REQUIRED ACTIONS:
1) From the review, output word for word the passage that begins at the words "Pub Date: Sept." and stops after the words "highest sky dive.".
2) In the review, from what height did Alan Eustace want to make his record-setting dive?

[start PROVIDED TEXT]

The Wild Black Yonder

The Inside Story of the Secret Trip to the Edge of Space for the Highest Balloon Flight and Skydive of All Time

by Jared Leidich

Pub Date: Sept. 29th, 2016
ISBN: 978-0-9976919-0-0
Publisher: Stratospheric Publishing

An aerospace engineer’s diary chronicles three years in the life of the interdisciplinary team that enabled the world’s highest sky dive.

In 2011, Alan Eustace, a pilot and avid sky diver, wanted to make a record-setting dive from 135,890 feet up. Then, as now, Eustace was a senior vice president at Google, so he was well-funded and well-connected enough to make his dream a reality. Debut author Leidich, a career engineer, helped design the spacesuit that Eustace would wear, and somewhere along the line, he became a kind of historian for the StratEx project. He explains the stakes that were involved: “At the time we started this endeavor, four people had ascended to the stratosphere with the intention of free-falling down. Two of them died.” For three years, the team worked to secure funding for, design, and test the balloon that would carry Eustace to the outer reaches of Earth’s atmosphere and create the suit and parachute that would enable him to safely return. Leidich’s book truly conveys the reality of the engineering process: “Design is meticulous and slow,” the author writes. “It is an intentionally dry and sober process of double, triple, and quadruple checking.” His account is replete with technical detail and doesn’t shy away from the difficulties that he and his cohorts faced. There were moments when tempers flared, office politics came into play, and team members found themselves wondering who was in charge. Leidich even details his own brush with death, when a test of the suit almost resulted in his suffocation. For all its drama and historic value, though, the book doesn’t say much about why the scientists and engineers of StratEx did what they did. Leidich very briefly notes that projects like StratEx are a steppingstone for an eventual journey to Mars, and the book would have been well-served by expanding on that idea. The author does makes a convincing, if somewhat frightening, argument for private space travel, though, when he remarks that only those who are willing to accept the possibility of death will succeed—because riskier projects are more affordable. Of NASA, he says that “a human-carrying spaceship made to their specifications cannot be made with the money and time they have.” This assertion alone could have supported an entire chapter.

[end PROVIDED TEXT]
[start EXCERPTED DATA]

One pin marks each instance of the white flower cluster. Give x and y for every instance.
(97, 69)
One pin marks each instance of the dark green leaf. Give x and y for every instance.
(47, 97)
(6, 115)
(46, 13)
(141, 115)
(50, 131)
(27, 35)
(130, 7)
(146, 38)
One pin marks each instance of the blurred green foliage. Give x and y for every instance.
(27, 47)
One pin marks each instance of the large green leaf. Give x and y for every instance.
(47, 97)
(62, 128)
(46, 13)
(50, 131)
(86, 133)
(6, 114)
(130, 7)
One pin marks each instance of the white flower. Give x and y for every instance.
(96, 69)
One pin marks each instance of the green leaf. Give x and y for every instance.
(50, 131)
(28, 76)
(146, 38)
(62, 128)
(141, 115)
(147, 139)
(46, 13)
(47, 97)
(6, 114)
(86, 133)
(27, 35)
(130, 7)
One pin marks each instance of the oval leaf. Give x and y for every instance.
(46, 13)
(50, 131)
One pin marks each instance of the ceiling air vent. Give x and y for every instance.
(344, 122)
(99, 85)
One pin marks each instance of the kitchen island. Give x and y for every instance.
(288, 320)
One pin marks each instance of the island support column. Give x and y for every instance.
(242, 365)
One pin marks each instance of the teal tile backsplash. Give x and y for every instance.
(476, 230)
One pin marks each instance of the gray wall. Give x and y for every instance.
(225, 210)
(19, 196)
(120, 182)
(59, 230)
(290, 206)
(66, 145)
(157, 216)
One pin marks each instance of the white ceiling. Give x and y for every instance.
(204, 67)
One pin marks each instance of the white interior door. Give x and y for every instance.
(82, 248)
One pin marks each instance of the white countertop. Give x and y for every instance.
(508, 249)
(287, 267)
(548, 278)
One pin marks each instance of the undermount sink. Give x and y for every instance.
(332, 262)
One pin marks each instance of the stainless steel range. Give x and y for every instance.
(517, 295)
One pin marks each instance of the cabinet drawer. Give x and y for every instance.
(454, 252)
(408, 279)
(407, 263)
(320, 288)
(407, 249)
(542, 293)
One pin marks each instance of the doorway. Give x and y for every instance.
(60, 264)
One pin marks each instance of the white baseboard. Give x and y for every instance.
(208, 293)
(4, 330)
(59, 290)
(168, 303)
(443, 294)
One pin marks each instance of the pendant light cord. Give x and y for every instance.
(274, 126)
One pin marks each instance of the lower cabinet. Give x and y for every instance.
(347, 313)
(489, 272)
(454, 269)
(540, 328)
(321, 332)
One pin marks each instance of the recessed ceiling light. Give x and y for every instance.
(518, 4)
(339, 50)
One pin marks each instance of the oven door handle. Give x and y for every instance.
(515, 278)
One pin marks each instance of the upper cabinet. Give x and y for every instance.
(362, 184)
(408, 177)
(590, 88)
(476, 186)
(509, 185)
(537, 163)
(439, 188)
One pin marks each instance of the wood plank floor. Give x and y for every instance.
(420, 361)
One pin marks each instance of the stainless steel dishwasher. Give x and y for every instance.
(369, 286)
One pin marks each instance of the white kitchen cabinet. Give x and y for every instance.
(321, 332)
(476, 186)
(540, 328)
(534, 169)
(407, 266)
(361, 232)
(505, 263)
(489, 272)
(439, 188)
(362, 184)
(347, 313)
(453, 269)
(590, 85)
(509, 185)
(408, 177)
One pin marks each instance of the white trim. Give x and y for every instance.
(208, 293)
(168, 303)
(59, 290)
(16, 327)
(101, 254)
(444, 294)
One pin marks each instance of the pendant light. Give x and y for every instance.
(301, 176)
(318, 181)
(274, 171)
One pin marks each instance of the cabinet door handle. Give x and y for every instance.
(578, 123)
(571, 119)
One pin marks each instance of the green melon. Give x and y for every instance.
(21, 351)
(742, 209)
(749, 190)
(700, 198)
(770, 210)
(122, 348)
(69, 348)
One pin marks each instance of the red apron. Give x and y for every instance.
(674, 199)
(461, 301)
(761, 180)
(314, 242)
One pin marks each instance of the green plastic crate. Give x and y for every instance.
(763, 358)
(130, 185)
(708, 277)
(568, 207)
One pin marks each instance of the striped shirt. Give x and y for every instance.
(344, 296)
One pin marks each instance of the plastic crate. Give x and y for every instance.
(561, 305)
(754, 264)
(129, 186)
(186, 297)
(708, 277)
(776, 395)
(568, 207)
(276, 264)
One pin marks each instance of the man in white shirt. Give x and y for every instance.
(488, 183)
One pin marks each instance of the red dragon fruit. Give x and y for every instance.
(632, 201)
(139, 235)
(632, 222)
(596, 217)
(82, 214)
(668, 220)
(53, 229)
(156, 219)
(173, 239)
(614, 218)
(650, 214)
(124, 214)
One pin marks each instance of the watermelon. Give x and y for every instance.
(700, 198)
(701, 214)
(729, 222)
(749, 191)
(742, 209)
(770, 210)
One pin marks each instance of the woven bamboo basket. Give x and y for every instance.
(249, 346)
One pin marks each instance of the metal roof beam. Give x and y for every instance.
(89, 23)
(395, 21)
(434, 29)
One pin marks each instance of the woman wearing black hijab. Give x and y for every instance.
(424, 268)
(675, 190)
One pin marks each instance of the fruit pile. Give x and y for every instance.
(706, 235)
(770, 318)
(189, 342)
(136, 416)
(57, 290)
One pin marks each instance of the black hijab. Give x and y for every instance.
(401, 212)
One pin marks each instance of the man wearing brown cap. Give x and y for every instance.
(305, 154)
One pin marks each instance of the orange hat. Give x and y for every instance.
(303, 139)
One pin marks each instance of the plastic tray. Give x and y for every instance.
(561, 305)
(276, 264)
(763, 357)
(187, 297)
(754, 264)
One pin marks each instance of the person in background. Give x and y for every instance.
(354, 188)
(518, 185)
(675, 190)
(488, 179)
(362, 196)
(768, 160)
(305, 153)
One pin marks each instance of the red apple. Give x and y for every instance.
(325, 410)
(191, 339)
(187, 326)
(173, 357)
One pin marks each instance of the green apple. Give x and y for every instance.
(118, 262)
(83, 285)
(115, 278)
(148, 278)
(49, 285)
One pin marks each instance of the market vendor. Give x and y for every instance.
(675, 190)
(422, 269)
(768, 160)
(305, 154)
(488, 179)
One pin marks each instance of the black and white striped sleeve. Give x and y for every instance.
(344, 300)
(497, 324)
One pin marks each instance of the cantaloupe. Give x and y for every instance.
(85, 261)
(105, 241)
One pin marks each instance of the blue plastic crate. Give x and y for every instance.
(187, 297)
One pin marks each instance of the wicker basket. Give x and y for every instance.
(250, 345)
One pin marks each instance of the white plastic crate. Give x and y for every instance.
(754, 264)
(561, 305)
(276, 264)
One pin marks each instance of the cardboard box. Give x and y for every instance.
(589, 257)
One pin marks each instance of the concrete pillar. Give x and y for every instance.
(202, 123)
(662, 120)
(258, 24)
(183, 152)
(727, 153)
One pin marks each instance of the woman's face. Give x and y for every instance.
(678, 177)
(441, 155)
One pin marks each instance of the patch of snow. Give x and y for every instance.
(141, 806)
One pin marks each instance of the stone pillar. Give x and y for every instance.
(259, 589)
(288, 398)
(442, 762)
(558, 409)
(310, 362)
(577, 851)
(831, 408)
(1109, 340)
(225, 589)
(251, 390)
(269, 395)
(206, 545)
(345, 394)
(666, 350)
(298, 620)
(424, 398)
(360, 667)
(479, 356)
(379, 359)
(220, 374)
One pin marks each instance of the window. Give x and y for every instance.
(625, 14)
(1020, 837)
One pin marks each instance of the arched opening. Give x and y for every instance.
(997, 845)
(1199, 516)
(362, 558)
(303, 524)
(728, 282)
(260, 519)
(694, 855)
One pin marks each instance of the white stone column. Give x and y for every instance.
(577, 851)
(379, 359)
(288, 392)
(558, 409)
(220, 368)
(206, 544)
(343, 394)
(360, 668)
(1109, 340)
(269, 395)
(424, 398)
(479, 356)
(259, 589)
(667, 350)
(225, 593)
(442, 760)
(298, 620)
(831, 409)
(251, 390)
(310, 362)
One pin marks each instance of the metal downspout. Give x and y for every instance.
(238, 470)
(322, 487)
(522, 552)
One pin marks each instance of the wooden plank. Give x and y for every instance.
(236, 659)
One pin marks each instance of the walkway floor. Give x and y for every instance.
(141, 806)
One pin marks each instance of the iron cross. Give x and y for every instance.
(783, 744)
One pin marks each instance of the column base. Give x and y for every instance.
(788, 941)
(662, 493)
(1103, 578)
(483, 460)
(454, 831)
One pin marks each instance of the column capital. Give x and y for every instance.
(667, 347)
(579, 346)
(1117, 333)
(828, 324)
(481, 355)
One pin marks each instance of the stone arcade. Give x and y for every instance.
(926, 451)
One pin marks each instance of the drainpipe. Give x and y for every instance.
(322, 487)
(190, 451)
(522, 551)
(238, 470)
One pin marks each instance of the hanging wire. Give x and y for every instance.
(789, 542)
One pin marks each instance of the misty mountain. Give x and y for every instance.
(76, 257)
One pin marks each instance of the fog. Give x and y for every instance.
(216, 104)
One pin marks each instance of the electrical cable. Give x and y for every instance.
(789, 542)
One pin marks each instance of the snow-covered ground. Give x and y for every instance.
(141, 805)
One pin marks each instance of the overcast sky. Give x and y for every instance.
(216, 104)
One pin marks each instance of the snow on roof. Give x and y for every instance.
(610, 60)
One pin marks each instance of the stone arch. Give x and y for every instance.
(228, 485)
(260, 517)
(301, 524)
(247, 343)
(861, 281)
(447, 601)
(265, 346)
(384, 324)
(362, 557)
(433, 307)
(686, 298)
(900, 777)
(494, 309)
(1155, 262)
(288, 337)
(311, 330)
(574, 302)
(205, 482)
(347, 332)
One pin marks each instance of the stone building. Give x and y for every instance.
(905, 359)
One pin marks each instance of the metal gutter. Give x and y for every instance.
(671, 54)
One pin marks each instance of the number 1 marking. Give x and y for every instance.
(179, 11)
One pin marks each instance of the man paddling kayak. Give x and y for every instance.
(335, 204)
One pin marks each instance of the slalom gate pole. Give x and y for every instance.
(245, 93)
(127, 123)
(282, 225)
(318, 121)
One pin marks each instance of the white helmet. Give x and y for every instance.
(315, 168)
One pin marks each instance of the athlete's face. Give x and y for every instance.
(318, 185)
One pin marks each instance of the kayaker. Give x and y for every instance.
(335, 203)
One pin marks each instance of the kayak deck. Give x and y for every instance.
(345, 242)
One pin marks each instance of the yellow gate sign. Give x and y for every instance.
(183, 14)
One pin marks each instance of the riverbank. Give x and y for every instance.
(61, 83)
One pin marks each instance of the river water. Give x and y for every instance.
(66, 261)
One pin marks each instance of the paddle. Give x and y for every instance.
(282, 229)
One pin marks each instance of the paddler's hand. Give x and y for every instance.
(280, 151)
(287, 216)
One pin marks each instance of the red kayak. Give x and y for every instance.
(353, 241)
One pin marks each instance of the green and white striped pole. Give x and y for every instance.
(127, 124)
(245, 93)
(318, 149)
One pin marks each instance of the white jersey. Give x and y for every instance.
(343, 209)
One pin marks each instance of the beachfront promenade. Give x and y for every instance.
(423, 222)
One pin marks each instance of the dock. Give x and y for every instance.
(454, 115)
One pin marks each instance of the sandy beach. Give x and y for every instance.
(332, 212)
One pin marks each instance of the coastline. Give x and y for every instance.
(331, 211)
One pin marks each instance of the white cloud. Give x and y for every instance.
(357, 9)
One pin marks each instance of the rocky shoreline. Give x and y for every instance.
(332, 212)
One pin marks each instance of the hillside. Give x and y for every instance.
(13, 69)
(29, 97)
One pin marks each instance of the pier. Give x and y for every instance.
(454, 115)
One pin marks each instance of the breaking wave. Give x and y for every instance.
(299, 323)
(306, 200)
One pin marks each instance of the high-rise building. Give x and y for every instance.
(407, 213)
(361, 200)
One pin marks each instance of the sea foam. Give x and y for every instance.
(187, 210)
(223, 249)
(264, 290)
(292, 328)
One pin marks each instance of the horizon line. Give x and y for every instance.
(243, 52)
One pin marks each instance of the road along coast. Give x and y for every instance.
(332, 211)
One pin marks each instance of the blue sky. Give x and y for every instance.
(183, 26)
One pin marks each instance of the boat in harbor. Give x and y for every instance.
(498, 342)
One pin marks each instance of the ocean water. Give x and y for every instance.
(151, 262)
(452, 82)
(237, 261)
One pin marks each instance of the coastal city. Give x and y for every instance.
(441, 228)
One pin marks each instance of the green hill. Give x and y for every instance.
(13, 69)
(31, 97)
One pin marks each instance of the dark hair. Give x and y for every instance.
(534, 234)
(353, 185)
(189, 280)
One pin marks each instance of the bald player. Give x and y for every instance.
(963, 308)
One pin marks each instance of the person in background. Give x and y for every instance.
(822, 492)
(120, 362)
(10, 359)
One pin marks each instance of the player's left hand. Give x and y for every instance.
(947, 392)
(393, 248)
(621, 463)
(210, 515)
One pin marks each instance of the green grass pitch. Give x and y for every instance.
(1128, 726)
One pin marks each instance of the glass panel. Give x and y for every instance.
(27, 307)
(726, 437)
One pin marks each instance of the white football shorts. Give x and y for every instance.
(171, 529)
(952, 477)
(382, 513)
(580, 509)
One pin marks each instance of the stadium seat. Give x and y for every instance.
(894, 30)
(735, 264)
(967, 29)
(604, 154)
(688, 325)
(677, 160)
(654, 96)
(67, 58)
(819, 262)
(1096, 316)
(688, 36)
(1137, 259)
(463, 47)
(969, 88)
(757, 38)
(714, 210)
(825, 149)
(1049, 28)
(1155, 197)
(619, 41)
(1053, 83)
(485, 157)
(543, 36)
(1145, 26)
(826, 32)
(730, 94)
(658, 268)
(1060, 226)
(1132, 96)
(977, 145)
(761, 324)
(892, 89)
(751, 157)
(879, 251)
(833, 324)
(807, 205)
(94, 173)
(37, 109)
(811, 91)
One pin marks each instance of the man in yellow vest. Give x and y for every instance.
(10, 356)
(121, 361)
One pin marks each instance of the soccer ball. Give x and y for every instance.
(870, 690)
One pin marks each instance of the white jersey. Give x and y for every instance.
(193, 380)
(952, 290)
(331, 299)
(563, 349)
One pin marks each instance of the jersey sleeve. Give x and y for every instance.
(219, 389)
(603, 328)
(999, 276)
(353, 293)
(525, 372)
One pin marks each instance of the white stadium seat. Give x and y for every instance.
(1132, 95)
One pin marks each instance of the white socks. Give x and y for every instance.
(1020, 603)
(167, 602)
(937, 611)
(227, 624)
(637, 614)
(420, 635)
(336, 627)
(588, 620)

[end EXCERPTED DATA]

ANSWERS IN ORDER:
1)
Pub Date: Sept. 29th, 2016
ISBN: 978-0-9976919-0-0
Publisher: Stratospheric Publishing

An aerospace engineer’s diary chronicles three years in the life of the interdisciplinary team that enabled the world’s highest sky dive.

2) 135,890 feet